Problem details:
Word for word, restate the lines from the start of the data down to the line with "positive clicks: (483, 245)", both included.
*-*-*
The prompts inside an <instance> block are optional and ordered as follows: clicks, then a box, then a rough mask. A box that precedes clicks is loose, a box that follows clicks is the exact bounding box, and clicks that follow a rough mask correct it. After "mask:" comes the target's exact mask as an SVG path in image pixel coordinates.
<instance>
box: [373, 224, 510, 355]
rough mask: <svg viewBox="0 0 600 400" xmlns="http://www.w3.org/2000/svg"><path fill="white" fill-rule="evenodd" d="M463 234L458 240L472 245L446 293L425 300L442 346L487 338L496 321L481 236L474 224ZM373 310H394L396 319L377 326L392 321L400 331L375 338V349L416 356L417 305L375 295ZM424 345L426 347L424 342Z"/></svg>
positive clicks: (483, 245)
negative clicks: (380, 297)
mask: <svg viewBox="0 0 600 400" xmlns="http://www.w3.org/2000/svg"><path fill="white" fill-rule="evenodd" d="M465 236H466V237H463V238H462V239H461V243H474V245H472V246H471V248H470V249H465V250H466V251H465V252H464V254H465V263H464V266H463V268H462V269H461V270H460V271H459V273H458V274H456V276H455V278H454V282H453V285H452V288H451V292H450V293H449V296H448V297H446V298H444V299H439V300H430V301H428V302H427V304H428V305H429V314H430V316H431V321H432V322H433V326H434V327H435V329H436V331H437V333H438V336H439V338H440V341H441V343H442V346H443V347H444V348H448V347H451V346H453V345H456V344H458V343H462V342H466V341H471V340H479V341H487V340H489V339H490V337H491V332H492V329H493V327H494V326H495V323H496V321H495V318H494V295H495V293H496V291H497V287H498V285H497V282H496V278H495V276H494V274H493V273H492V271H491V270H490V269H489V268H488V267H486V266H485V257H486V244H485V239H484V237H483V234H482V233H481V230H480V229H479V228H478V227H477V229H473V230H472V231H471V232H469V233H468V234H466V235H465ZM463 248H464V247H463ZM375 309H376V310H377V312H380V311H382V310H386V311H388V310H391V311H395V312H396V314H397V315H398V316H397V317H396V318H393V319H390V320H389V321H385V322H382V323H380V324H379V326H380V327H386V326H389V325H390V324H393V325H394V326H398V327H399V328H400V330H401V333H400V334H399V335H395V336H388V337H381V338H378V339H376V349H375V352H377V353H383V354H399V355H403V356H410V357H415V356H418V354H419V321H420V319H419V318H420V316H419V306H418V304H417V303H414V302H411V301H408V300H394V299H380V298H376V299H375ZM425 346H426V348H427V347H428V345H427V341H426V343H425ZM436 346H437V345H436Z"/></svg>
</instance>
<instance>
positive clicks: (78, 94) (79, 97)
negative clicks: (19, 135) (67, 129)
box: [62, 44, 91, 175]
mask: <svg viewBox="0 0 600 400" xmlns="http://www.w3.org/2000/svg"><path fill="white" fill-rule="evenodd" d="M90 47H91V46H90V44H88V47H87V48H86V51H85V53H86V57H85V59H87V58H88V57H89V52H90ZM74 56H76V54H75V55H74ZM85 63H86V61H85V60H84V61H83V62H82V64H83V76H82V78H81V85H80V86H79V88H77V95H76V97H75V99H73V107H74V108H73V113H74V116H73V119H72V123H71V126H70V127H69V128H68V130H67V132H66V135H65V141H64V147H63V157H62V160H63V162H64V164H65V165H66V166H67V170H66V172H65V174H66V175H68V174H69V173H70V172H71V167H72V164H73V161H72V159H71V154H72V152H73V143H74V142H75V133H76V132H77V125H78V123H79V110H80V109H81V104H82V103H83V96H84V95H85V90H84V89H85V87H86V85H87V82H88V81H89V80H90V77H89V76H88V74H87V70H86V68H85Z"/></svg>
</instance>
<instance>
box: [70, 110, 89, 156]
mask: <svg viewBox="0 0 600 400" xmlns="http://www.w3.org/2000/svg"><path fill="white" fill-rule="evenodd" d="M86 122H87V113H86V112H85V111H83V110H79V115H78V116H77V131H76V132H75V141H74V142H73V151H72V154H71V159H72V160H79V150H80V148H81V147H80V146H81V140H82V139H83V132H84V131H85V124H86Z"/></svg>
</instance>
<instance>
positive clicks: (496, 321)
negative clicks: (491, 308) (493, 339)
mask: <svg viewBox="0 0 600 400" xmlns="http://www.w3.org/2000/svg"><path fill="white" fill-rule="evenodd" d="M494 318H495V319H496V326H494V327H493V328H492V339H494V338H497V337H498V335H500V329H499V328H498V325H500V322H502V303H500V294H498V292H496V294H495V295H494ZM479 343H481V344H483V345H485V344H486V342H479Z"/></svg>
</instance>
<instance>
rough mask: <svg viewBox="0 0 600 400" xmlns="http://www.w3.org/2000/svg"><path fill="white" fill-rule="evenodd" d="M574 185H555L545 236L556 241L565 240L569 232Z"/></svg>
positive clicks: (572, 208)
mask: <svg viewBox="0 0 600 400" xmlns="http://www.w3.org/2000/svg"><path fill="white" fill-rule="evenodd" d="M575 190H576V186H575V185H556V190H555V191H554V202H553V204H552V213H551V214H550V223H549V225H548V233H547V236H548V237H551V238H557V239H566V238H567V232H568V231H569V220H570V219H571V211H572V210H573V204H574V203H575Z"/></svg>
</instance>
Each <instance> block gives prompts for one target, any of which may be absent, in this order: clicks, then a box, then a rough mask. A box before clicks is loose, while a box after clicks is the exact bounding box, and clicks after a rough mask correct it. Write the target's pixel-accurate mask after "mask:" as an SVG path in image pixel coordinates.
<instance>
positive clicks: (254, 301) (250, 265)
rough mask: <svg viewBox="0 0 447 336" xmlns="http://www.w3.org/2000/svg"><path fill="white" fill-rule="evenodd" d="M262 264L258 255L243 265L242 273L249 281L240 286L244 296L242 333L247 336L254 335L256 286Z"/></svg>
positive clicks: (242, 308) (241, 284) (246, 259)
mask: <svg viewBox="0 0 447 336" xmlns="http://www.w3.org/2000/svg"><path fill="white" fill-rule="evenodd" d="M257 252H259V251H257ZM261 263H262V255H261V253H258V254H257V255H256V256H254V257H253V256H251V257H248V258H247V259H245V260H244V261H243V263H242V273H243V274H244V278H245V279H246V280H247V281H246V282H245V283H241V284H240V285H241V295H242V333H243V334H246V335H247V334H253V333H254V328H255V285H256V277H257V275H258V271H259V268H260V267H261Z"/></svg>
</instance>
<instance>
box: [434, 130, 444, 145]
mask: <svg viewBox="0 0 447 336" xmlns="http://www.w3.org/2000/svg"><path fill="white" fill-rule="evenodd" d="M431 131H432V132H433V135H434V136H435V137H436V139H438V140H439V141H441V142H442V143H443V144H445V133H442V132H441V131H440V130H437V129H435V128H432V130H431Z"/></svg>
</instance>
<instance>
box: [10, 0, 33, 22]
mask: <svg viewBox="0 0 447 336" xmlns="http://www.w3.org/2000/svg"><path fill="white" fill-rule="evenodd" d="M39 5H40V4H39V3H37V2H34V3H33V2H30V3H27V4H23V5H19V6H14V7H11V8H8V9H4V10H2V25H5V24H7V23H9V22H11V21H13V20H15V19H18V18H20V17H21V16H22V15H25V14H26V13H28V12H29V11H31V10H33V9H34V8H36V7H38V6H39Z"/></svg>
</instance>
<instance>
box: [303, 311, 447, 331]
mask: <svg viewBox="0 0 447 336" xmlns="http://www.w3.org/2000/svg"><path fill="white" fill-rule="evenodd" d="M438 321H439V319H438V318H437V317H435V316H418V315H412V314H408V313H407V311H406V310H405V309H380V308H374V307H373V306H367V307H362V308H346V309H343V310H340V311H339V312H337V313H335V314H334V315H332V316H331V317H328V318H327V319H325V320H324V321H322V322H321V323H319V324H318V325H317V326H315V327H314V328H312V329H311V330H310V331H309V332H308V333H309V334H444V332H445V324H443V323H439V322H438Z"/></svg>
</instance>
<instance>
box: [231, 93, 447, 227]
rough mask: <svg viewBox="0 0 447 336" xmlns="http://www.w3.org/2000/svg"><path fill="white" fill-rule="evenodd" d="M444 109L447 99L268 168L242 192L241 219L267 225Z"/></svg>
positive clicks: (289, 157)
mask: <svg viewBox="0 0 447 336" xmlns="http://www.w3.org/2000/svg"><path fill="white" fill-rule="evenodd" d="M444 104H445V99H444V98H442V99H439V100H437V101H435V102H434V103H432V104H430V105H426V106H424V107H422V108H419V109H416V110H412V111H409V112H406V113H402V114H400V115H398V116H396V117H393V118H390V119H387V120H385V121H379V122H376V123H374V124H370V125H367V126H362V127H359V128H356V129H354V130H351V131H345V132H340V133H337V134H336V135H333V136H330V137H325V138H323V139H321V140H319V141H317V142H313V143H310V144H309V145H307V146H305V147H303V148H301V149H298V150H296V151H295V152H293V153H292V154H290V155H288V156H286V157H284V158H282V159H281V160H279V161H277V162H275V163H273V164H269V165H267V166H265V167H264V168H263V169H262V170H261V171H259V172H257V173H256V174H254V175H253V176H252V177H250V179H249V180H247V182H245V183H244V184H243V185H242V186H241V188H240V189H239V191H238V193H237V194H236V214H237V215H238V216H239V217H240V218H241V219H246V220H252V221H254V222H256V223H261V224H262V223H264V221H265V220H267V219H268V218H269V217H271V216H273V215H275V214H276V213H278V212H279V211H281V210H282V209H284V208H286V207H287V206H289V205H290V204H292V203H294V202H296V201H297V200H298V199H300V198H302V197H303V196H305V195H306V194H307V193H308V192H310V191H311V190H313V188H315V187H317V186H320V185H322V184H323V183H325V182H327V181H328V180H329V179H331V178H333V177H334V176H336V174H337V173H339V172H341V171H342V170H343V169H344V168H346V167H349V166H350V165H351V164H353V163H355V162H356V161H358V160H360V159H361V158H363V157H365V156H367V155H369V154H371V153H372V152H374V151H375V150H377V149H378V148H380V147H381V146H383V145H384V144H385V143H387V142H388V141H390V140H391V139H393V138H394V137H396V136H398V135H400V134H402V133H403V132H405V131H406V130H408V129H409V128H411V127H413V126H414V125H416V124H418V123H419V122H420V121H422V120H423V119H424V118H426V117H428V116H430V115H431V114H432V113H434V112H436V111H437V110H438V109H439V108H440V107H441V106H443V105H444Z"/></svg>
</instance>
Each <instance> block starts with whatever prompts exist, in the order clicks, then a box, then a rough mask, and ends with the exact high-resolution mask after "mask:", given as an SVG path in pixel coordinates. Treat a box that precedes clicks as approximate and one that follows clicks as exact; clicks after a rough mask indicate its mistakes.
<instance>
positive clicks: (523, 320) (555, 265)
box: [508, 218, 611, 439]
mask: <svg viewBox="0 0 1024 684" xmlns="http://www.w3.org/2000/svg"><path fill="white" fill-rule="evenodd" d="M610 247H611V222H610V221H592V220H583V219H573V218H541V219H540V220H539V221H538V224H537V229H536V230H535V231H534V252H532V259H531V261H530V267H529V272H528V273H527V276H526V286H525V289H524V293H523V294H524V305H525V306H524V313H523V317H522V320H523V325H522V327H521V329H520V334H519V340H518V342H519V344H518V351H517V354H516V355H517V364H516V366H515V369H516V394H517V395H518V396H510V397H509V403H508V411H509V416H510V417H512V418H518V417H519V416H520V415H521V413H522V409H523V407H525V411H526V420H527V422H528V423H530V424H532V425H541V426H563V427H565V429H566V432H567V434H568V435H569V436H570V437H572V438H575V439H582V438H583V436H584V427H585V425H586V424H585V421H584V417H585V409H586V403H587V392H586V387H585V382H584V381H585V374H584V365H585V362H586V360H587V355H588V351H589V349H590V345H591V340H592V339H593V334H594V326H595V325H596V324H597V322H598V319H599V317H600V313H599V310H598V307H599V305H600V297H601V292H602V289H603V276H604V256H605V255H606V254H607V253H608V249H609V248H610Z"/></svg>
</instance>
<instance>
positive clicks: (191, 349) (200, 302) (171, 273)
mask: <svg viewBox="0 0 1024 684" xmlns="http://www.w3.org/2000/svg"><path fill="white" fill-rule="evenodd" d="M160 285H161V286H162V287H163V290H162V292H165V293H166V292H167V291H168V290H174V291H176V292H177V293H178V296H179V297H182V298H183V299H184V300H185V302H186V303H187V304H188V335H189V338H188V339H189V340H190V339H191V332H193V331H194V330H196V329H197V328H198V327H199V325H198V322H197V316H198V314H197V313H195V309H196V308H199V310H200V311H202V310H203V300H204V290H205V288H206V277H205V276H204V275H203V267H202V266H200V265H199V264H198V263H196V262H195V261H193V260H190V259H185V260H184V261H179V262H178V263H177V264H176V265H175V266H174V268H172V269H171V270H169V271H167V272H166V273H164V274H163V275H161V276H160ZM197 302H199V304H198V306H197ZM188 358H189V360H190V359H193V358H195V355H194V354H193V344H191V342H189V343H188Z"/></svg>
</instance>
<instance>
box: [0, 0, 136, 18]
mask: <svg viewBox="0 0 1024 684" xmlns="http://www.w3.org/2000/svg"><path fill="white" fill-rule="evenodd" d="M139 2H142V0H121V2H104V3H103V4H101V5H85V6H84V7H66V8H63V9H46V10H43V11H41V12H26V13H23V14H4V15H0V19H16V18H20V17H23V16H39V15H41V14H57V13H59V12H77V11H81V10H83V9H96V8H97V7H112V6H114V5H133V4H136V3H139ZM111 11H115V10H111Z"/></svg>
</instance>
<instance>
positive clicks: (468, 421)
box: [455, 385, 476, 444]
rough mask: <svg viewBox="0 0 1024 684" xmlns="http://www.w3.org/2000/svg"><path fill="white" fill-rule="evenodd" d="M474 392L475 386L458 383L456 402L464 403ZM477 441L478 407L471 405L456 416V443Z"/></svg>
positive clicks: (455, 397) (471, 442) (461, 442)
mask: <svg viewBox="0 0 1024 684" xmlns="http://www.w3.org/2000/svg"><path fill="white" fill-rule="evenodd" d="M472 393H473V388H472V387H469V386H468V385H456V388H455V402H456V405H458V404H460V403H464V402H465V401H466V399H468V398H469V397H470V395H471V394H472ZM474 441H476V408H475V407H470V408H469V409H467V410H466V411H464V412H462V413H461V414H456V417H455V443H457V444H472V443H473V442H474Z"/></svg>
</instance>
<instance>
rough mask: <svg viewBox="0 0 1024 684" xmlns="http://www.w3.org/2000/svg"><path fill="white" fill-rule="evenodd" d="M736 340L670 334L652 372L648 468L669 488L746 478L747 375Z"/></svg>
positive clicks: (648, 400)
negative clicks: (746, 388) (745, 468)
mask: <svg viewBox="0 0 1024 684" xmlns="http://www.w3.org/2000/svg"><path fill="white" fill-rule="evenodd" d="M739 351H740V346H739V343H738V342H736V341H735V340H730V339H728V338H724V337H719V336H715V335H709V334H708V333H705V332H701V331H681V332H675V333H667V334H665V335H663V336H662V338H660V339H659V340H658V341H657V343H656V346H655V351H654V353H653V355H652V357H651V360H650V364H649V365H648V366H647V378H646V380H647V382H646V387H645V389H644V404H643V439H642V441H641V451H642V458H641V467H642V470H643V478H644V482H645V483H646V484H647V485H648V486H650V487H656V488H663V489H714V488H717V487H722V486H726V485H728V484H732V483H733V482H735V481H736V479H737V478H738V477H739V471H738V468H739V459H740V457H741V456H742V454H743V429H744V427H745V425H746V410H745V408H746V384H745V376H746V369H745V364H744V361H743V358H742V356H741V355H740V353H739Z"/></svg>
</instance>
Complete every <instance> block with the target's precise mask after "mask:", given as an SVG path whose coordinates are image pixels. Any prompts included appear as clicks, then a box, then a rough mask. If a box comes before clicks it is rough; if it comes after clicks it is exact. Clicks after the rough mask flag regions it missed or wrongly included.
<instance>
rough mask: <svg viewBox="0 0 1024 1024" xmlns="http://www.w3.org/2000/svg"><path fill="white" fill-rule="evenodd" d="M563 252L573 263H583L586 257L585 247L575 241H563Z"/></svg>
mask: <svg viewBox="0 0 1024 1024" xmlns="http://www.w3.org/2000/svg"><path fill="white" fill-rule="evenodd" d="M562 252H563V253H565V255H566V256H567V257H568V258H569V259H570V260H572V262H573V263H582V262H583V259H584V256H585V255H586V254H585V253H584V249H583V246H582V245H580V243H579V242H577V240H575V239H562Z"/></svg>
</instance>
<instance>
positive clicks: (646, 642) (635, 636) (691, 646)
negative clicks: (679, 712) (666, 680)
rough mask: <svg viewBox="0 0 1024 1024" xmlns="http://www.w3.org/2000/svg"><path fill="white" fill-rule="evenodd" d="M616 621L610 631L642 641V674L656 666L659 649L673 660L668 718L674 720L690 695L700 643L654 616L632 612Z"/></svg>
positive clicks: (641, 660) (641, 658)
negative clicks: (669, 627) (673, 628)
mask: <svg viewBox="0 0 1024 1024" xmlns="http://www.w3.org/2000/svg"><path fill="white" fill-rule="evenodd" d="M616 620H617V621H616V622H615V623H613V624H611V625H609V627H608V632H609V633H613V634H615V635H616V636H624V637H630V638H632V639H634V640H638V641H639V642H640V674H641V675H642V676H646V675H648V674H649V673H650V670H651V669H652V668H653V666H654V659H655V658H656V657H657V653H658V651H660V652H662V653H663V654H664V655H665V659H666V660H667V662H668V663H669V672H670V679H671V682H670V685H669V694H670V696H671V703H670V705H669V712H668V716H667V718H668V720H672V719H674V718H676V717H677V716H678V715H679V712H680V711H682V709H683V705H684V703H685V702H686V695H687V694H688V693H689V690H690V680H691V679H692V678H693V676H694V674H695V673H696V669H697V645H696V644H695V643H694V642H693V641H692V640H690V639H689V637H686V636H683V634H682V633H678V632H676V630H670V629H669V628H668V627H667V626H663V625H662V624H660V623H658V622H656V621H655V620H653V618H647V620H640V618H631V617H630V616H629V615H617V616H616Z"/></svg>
*-*-*
Response area:
The prompts inside an <instance> block are optional and ordered as follows: clicks, then a box, then a rough mask. A box that precedes clicks is loose, a box that follows clicks is the exact bounding box, and clicks that follow a rough mask correct it. After "mask:" comes the target's exact mask as an SVG path in image pixel coordinates.
<instance>
box: [373, 224, 510, 355]
rough mask: <svg viewBox="0 0 600 400" xmlns="http://www.w3.org/2000/svg"><path fill="white" fill-rule="evenodd" d="M463 234L458 240L472 245L446 293L425 300L442 346L487 338L496 321L481 236L474 224ZM373 310H394L396 319L377 326L392 321L400 331L375 338V349L416 356L417 305L375 295ZM424 345L426 347L424 342Z"/></svg>
positive clicks: (483, 245)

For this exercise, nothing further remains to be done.